VORGEGEBENER TEXT:
+ + + + +

Die Angehörigen fragen nach dem Warum
Die Stiefsöhne des 68-Jährigen, der bei einem Unfall bei Hirschfelden ums Leben gekommen ist, setzen sich für eine Sicherung des Bahnübergangs ein. Sie sind der Meinung, dass das Unglück zu verhindern gewesen wäre
Hirschfelden Der Bahnübergang wirkt unscheinbar. Ein Andreaskreuz neben der Straße; ein kleines Wartehäuschen, an dem manche der Züge halten. An den Gleisen das Schild mit der Aufschrift „Hirschfelden“. Nur wer genauer hinsieht, entdeckt Spuren des schrecklichen Unfalls, der sich dort vor einigen Tagen ereignet hat (wir berichteten). Einige Glassplitter liegen im Schotterbett neben den Gleisen. Und auf dem Bahnsteig steht eine Kerze neben einem Strauß weißer Rosen. Die Angehörigen von Ewald Przygoda haben sie dort abgelegt. Vor einer Woche starb der 68-Jährige an dem Bahnübergang. Sein Auto wurde von einem vorbeifahrenden Zug erfasst und 40 Meter weit mitgeschleift. Der Mann starb noch an der Unfallstelle.

+ + + + +

AUFGABE A: Stelle in den Einträgen die Zeilen ab der Zeile mit „Highlight dog's hind leg.“ bis einschließlich der Zeile mit „left=0, top=2, right=300, bottom=200“ als JSON-Liste von Zeichenketten dar, mit einer Zeichenkette pro Zeile und ohne Leerzeilen.
Der Artikel und die Einträge stammen aus verschiedenen Quellen.

Auszüge aus Daten zu Begrenzungsrahmen
+ + + + +

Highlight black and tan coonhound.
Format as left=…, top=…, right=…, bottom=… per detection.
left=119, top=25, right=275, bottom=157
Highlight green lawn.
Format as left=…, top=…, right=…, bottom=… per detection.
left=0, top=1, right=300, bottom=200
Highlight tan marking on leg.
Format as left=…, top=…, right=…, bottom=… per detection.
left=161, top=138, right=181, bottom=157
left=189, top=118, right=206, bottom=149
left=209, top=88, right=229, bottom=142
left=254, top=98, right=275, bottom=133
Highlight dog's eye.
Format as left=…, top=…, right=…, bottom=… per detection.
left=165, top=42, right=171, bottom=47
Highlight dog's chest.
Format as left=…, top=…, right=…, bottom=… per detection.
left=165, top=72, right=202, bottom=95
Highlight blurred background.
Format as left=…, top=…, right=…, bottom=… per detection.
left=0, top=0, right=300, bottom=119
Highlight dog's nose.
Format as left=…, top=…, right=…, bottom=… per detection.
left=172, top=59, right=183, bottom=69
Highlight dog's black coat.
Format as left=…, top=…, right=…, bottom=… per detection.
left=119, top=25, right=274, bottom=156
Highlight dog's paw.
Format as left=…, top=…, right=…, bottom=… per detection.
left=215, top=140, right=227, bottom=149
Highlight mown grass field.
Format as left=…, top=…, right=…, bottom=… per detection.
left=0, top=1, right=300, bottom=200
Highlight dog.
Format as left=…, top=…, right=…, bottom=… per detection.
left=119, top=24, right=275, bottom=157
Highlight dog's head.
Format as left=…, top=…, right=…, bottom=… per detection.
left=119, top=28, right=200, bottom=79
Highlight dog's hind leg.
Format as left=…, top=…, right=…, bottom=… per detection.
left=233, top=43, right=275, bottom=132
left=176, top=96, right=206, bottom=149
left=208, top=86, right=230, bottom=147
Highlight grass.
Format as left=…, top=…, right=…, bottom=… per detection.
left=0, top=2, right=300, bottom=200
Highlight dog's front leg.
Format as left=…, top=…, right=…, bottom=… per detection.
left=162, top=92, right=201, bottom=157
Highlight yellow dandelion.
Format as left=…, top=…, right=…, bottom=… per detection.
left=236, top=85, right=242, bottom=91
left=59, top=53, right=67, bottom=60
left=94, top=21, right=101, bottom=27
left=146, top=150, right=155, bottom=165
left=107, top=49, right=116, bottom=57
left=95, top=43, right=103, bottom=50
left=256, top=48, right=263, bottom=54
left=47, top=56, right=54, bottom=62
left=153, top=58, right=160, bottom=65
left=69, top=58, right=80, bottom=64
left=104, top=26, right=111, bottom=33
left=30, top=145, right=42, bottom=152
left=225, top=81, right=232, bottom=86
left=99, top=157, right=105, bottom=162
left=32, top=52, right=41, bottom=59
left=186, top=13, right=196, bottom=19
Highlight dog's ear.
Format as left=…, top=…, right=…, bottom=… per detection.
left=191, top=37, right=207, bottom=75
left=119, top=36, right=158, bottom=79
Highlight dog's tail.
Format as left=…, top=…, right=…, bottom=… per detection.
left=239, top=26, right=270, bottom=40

+ + + + +

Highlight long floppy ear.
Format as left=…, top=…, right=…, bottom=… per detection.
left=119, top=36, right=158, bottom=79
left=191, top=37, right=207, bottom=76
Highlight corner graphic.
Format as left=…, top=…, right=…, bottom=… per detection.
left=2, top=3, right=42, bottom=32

+ + + + +

AUFGABE B: Wiederhole den Artikel über den Unfall am Bahnübergang bei Hirschfelden vollständig und unverändert.

FERTIGE ANTWORT A:
[
  "Highlight dog's hind leg.",
  "Format as left=…, top=…, right=…, bottom=… per detection.",
  "left=233, top=43, right=275, bottom=132",
  "left=176, top=96, right=206, bottom=149",
  "left=208, top=86, right=230, bottom=147",
  "Highlight grass.",
  "Format as left=…, top=…, right=…, bottom=… per detection.",
  "left=0, top=2, right=300, bottom=200"
]

FERTIGE ANTWORT B:
Die Angehörigen fragen nach dem Warum
Die Stiefsöhne des 68-Jährigen, der bei einem Unfall bei Hirschfelden ums Leben gekommen ist, setzen sich für eine Sicherung des Bahnübergangs ein. Sie sind der Meinung, dass das Unglück zu verhindern gewesen wäre
Hirschfelden Der Bahnübergang wirkt unscheinbar. Ein Andreaskreuz neben der Straße; ein kleines Wartehäuschen, an dem manche der Züge halten. An den Gleisen das Schild mit der Aufschrift „Hirschfelden“. Nur wer genauer hinsieht, entdeckt Spuren des schrecklichen Unfalls, der sich dort vor einigen Tagen ereignet hat (wir berichteten). Einige Glassplitter liegen im Schotterbett neben den Gleisen. Und auf dem Bahnsteig steht eine Kerze neben einem Strauß weißer Rosen. Die Angehörigen von Ewald Przygoda haben sie dort abgelegt. Vor einer Woche starb der 68-Jährige an dem Bahnübergang. Sein Auto wurde von einem vorbeifahrenden Zug erfasst und 40 Meter weit mitgeschleift. Der Mann starb noch an der Unfallstelle.